MI SUPERPODER

¿Y si alguna de las características que ya tenemos no fuese una más, sino un superpoder?

 

Pocas cosas nos fascinaron más, durante nuestro derrotero como especie, que la fantasía del poder sobrehumano. Los primeros superhéroes fueron los dioses, de modo inevitable. Los que hilaban el cordel de la vida y lo cortaban cuando se les cantaba el upite. Aquellos a los que era mejor no irritar, so pena de tentarlos de dejarnos frito con un rayo certero. (El bueno de Zeus era tan calenturiento como incontrolable, el Harvey Weinstein del Olimpo, y dejaba preñadas a mortales cada dos por tres. Así, a través de los héroes que concebía —medio dioses y medio humanos, como Hércules y Perseo— abría por doquier franquicias de sí mismo —McZeus.)

En el principio era lógico atribuirles los magnos poderes de la naturaleza, el control sobre los vientos y las aguas, el fuego y la tierra. Debía haber Alguien allí, más allá de nuestra vista y de nuestra capacidad de comprensión, moviendo los hilos del universo a su antojo. Lo sugestivo es que, desde el primer momento —desde que fuimos conscientes de que casi todo en este mundo era más fuerte y duradero que nosotros—, alentamos el deseo de robarle a los dioses algo de lo que pretendían amarrocar para ellos. Ya fuese la sabiduría corporizada en la manzana o el fuego que Prometeo le pungueó a Zeus mediante un cuento del tío, el hecho es que nunca nos resignamos a ser esto que somos: deliciosamente frágiles, breves pero (potencialmente) magníficos.

 

 

Zeus rigiendo sobre el Olimpo, mientras Hera lo mira desde abajo.

 

 

Con el tiempo, muchos de aquellos dioses prescribieron y el resto tomó prudente distancia. Pero su discreción no fue suficiente. Necesitábamos más: ocupar el trono que dejaban vacante y consagrarnos como las criaturas más poderosas del tinglado. Ese deseo malsano sigue definiéndonos, al punto de haber puesto en riesgo a la especie toda. Lamentablemente hoy en día la destrucción mundial ya no es un delirio priápico, una maldad digna de villano de la saga de James Bond (¡El satánico Dr. Trump!), sino algo factible, una posibilidad cierta. El agujero que existe en el fondo del alma de ciertos hombres blancos es tan pero tan grande que, si quitasen de un saque el tapón que lo obtura, la humanidad entera se iría por el desagote.

• [QUÉ HAY QUE HACER]
1. Resume en dos oraciones el texto sobre el poder sobrehumano.
2. Prolonga el texto sobre el poder sobrehumano a partir de su última oración, con uno o dos párrafos en el mismo tono.

• [MATERIAL EXTRAÍDO]

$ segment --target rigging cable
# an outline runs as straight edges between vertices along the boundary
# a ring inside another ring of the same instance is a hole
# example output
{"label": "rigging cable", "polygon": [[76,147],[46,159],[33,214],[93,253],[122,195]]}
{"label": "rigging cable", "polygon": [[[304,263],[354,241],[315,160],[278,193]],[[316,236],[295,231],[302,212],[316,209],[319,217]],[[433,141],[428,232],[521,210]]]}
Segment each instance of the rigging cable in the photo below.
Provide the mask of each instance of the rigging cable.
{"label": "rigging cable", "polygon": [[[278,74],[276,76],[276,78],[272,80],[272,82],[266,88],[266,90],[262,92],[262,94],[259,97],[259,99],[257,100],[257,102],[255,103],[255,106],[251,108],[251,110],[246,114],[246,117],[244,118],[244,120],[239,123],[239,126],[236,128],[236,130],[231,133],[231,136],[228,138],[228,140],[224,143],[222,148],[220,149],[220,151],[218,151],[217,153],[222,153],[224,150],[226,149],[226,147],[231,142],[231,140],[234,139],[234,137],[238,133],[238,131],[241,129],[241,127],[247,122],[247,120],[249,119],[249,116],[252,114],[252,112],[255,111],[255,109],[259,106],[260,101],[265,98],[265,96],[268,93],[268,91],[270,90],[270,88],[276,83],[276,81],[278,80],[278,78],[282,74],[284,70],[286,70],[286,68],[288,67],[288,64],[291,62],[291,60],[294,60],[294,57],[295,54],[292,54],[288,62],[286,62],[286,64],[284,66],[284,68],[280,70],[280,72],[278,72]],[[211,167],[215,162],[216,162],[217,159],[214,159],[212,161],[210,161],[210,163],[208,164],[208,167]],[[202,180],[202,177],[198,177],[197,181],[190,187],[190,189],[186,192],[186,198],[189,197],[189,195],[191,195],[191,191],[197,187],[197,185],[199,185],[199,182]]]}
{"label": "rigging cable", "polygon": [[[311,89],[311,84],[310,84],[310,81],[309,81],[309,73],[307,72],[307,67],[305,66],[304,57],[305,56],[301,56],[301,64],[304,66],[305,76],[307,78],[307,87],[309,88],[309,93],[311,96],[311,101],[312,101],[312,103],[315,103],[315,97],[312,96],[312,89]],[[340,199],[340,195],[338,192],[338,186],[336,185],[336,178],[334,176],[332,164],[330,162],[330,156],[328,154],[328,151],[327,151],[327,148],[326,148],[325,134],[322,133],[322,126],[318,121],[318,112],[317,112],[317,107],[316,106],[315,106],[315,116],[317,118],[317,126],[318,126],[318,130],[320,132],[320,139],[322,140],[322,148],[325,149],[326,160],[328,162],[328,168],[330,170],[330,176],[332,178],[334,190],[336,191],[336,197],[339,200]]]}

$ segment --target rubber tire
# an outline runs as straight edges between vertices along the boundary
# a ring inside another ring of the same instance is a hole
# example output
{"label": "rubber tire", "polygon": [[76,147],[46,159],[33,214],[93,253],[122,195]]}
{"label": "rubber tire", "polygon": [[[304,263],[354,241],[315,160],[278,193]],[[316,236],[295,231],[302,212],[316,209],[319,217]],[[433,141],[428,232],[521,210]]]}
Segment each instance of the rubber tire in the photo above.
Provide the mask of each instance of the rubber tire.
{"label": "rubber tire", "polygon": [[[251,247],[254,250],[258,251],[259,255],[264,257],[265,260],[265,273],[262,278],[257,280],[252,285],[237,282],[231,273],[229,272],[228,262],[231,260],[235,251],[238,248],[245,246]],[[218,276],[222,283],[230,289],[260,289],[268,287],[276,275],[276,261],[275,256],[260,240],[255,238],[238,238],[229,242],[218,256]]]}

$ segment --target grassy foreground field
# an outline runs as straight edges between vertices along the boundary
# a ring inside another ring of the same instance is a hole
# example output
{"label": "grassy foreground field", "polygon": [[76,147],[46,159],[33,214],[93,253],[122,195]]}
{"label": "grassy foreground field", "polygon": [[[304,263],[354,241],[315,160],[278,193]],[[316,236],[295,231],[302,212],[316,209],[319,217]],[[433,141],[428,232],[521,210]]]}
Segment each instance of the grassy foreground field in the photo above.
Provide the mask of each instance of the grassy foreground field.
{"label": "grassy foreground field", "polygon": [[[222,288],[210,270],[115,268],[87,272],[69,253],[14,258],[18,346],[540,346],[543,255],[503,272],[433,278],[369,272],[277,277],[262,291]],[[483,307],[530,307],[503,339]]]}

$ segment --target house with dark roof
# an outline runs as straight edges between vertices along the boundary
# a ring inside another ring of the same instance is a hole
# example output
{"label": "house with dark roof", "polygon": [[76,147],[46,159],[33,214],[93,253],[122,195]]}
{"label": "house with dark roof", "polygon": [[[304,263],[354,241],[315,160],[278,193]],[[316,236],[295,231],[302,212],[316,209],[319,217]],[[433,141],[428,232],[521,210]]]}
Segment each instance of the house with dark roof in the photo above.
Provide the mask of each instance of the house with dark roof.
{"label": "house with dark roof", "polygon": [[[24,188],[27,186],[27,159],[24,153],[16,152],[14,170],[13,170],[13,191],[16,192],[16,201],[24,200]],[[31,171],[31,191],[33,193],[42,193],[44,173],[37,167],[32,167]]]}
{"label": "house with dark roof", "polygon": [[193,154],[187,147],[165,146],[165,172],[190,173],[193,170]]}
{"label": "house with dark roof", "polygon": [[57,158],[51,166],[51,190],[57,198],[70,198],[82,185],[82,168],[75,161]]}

• [RESPUESTAS]
1. La fantasía del poder sobrehumano nos ha fascinado como especie desde que los primeros superhéroes fueron los dioses, a quienes se atribuían los poderes de la naturaleza y a quienes siempre quisimos robarles algo, porque nunca nos resignamos a ser frágiles y breves. Con el tiempo muchos de esos dioses prescribieron, pero el deseo de ocupar su trono sigue definiéndonos y hoy vuelve la destrucción mundial una posibilidad cierta.

2.
Por supuesto, trabajamos para que eso no ocurra. (Aunque no lo suficiente, ni con el ímpetu necesario. El estandarte que habría que agitar en estas horas, por encima de toda otra bandería y división, es aquel que reúne a aquelles que luchamos para que este planeta siga siendo habitable y el cine catástrofe de los '70 no se convierta en verdad rutinaria que fatigan los noticieros.) Pero no me cuesta nada vislumbrar un futuro donde el hombre blanco como categoría se haya diluido en el torrente de la Historia y la humanidad se permita enriquecer aún más su paleta de tonos de piel.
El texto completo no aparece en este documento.